● **What is required**
Repeat word for word the part of the blog post on reorganizing the blog starting with "I am not the" and going on through "are dealing with.".

● **Document segment**
*** Begin section ***
Wednesday, November 11, 2009

rethinking

At the risk of you all thinking I am a flaky nut case, I am reorganizing this blog space once again. I know, you are thinking, here she goes again. But, I have to do this. All my visions for what I wanted to do with it just are not happening, and I have felt a little confused. Yes, confused.

That is because I originally started blogging as a way to capture the happy moments of our days as a family. I would like to one day take all my blog entries and get them printed in books for my kiddos to have when they are older. I often wonder about what life was like growing up, the things we did, what me and my sister liked to do. I think it is important to take note of the growing up of my children.

I am not the kind of mom that keeps a baby book, most of my printed photos are stuffed into a box. But, I do want to remember what our family was like years and years from now. I find blogging to be a really easy way to organize and keep our memories all together.

The thing is that I am also doing some of my own personal soul searching, exploring my artistic side, etc. Some of that is more difficult to write about and I am not sure I want it in a forever book that my kids will have some day. You know?

I am not sure all this personal exploration stuff is even worth capturing and sharing about. But, I do know that I really enjoy reading about the inner thoughts of other moms and artists. I find it inspiring and it helps to hear what other women are dealing with.
*** End section ***
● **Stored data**
*** Begin section ***
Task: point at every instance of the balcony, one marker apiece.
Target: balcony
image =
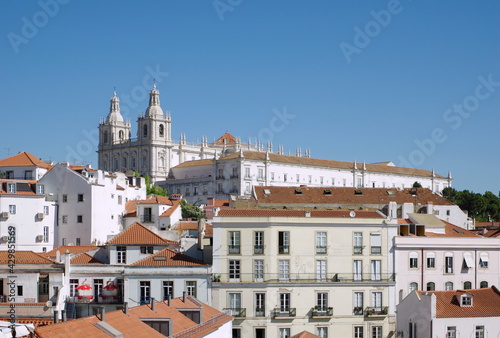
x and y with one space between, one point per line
358 250
285 313
373 312
235 312
284 249
321 312
258 249
367 278
234 249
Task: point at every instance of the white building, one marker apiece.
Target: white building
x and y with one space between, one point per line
431 254
330 272
90 202
237 173
450 314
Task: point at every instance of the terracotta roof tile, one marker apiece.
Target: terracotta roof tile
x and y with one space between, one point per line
23 159
26 257
297 213
485 303
85 259
343 195
137 234
168 257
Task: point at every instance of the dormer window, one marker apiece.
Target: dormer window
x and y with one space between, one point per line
466 300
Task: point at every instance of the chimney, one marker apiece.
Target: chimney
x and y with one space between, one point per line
103 314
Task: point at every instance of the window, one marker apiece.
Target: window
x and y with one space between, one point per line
258 270
121 254
45 234
413 260
483 260
358 243
234 270
168 289
376 267
321 242
479 331
431 260
322 331
258 244
11 188
451 332
144 291
376 331
284 332
234 242
376 243
146 250
322 301
73 283
284 242
284 270
260 304
321 270
358 270
448 261
191 288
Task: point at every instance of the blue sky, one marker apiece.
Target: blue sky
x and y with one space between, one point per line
413 82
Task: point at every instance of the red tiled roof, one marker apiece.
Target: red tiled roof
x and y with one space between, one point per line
297 213
485 303
344 195
137 234
25 257
168 257
23 159
85 259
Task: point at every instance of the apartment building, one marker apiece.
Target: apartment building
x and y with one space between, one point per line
279 272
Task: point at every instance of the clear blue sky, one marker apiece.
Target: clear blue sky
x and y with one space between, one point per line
364 80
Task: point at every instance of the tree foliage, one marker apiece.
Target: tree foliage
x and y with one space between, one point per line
481 207
191 211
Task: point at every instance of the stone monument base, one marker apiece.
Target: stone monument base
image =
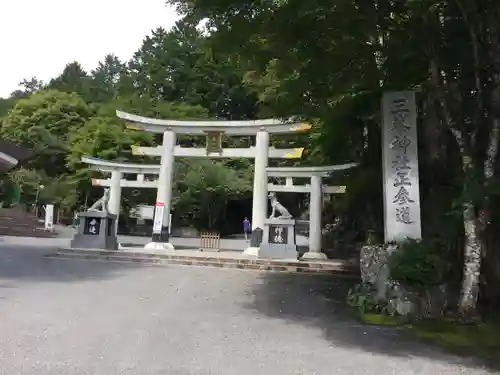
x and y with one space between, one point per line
255 241
96 230
279 241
*** End section ***
● **Finished task**
I am not the kind of mom that keeps a baby book, most of my printed photos are stuffed into a box. But, I do want to remember what our family was like years and years from now. I find blogging to be a really easy way to organize and keep our memories all together.

The thing is that I am also doing some of my own personal soul searching, exploring my artistic side, etc. Some of that is more difficult to write about and I am not sure I want it in a forever book that my kids will have some day. You know?

I am not sure all this personal exploration stuff is even worth capturing and sharing about. But, I do know that I really enjoy reading about the inner thoughts of other moms and artists. I find it inspiring and it helps to hear what other women are dealing with.